Exercise brief: The line containing "Phrase: double-hung window" opens the span to copy, and the last line of the records below closes it. Write out that span exactly.

────────────────────────────────────────

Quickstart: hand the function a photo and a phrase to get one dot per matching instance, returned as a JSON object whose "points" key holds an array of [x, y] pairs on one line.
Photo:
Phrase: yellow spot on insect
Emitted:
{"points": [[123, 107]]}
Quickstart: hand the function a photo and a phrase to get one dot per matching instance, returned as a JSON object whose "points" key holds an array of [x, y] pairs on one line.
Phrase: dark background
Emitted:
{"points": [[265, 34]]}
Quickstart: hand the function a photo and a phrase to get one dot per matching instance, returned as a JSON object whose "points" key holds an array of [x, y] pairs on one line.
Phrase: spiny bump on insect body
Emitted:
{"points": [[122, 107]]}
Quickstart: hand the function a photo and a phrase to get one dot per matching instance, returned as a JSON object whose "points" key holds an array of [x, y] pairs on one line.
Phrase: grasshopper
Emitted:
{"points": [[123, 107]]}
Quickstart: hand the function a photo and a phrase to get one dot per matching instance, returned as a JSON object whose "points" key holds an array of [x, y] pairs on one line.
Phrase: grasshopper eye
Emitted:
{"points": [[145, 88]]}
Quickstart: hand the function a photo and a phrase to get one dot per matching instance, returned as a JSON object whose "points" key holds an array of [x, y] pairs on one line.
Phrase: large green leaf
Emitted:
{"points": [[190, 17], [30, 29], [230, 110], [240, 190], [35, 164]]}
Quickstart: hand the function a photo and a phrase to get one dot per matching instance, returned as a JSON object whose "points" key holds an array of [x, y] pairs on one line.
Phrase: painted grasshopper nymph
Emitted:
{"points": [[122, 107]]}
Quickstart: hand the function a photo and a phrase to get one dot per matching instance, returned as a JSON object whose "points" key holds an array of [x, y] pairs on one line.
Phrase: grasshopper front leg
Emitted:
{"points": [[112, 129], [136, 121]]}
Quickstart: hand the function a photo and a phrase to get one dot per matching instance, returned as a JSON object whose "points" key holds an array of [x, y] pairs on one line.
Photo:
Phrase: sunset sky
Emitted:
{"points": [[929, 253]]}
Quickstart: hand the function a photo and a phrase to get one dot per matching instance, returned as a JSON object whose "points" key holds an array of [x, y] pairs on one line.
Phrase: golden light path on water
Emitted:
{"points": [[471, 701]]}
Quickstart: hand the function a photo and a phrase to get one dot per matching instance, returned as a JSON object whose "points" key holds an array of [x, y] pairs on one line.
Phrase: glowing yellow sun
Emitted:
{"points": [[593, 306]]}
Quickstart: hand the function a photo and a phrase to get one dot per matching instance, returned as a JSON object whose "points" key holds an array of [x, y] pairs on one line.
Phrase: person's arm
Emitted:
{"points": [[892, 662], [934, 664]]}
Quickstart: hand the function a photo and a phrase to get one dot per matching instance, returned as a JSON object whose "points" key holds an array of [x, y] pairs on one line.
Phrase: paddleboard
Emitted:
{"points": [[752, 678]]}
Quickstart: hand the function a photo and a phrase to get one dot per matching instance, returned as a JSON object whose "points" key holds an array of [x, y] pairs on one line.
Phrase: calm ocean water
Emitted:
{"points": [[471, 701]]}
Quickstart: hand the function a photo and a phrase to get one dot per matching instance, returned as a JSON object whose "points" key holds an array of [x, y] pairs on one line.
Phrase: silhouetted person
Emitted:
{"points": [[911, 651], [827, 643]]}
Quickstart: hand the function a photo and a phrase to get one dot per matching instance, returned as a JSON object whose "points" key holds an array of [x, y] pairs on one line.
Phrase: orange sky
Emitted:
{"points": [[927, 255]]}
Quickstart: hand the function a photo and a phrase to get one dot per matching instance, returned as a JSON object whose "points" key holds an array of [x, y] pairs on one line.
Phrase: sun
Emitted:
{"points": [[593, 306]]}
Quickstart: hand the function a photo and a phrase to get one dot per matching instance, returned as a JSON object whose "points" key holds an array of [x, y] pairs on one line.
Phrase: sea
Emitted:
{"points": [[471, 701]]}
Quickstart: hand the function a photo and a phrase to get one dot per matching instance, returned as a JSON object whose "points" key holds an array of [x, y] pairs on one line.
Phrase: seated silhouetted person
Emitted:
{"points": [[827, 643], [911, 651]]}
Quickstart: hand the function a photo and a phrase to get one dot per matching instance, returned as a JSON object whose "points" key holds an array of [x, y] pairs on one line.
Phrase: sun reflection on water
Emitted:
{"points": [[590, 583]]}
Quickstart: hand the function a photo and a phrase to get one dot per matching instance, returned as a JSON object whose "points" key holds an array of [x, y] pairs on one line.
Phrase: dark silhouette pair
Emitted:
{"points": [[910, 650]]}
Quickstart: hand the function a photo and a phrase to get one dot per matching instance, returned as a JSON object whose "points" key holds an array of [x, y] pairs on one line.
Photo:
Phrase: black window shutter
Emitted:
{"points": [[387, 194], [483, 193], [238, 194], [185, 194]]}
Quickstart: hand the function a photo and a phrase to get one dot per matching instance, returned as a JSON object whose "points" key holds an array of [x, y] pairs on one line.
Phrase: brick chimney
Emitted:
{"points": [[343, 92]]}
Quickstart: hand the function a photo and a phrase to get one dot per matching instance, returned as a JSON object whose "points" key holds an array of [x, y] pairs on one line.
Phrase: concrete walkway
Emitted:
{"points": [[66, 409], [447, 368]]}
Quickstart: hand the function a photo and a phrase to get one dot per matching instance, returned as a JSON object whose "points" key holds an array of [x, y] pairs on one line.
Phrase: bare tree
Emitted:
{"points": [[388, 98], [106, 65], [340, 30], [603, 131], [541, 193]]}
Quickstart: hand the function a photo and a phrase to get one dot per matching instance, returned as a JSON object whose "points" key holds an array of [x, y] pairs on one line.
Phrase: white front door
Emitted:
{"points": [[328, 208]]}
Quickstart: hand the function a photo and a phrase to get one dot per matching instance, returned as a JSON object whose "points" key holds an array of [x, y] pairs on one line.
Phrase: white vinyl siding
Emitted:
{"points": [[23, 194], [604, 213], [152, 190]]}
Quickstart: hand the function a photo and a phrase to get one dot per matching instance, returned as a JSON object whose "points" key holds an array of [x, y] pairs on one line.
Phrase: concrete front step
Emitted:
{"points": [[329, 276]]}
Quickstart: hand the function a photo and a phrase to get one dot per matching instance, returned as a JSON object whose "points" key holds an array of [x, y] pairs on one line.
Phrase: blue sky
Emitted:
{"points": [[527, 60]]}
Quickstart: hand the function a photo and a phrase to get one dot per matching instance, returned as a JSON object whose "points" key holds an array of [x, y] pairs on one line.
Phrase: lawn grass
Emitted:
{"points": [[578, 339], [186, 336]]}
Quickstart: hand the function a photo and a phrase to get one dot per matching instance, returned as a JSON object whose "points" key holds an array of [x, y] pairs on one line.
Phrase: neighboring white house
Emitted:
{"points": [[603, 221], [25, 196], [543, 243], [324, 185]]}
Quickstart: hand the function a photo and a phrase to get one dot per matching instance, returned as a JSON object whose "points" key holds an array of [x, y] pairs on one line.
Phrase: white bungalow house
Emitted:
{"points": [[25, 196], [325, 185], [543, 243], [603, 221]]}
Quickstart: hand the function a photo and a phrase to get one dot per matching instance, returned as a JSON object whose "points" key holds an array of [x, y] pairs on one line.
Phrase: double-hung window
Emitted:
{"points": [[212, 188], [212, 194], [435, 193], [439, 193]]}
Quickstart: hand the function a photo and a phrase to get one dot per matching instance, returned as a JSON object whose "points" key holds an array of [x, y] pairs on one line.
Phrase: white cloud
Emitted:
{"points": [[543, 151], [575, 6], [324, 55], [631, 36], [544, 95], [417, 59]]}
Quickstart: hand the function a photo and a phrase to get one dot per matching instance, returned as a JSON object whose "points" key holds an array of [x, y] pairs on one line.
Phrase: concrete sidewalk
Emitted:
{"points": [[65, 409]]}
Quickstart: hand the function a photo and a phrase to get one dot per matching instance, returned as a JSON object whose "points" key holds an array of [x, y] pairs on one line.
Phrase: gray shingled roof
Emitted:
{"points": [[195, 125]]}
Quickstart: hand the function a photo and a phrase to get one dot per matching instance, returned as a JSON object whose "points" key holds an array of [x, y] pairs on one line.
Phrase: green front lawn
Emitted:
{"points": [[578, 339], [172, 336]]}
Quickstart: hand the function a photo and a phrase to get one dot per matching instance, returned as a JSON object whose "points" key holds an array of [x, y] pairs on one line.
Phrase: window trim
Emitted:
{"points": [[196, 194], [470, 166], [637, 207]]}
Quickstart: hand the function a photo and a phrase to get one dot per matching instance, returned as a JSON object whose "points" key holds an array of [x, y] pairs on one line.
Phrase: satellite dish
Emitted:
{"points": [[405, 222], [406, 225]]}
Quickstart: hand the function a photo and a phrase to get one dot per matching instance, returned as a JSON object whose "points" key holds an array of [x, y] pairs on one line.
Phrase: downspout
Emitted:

────────────────────────────────────────

Worked solution:
Phrase: double-hung window
Emitted:
{"points": [[212, 188], [212, 194], [435, 193], [439, 193]]}
Quickstart: hand the function a photo and a phrase to get one dot per matching instance, returned as a JSON object whose "points" key holds an array of [x, y] pairs on one line.
Phrase: white cloud
Emitted:
{"points": [[543, 151], [575, 6], [324, 55], [631, 36], [544, 95], [417, 59]]}
Quickstart: hand the function a photo and a phrase to get one dot per matching instance, returned as a JSON object whose "points" key holds an array of [x, y] pairs on one line.
Phrase: concrete sidewalk
Emitted:
{"points": [[65, 409]]}
Quickstart: hand the function a photo and a phrase to get one dot per matching instance, returned as a JSON object whose "points" key holds an array of [x, y] pairs on one line.
Phrase: gray shingled roof
Emitted:
{"points": [[195, 125]]}
Quickstart: hand the function a photo and a phrase to get one dot per matching instance, returned as a JSON object whose "points" key holds an array of [x, y] pairs on one line.
Phrase: green front lawn
Emitted:
{"points": [[578, 339], [172, 336]]}
Quickstart: hand the function a photo and a phrase to get one dot per matching instance, returned as a JSON object whose "points" key holds an array of [x, y] pairs on one line.
Phrase: window trim
Emitted:
{"points": [[196, 194], [470, 166], [637, 207]]}
Quickstart: hand the function a photo and a phrase to get one dot per matching instance, returned as a JSON object whose "points" key holds an array of [x, y] pairs on one line.
Phrase: satellite dish
Emitted:
{"points": [[405, 222], [406, 225]]}
Quickstart: hand the function a photo and a phrase to get one dot per matching instance, returned as a JSON object whose "points" key holds an array of [x, y] pairs on one line.
Phrase: downspout
Emitted:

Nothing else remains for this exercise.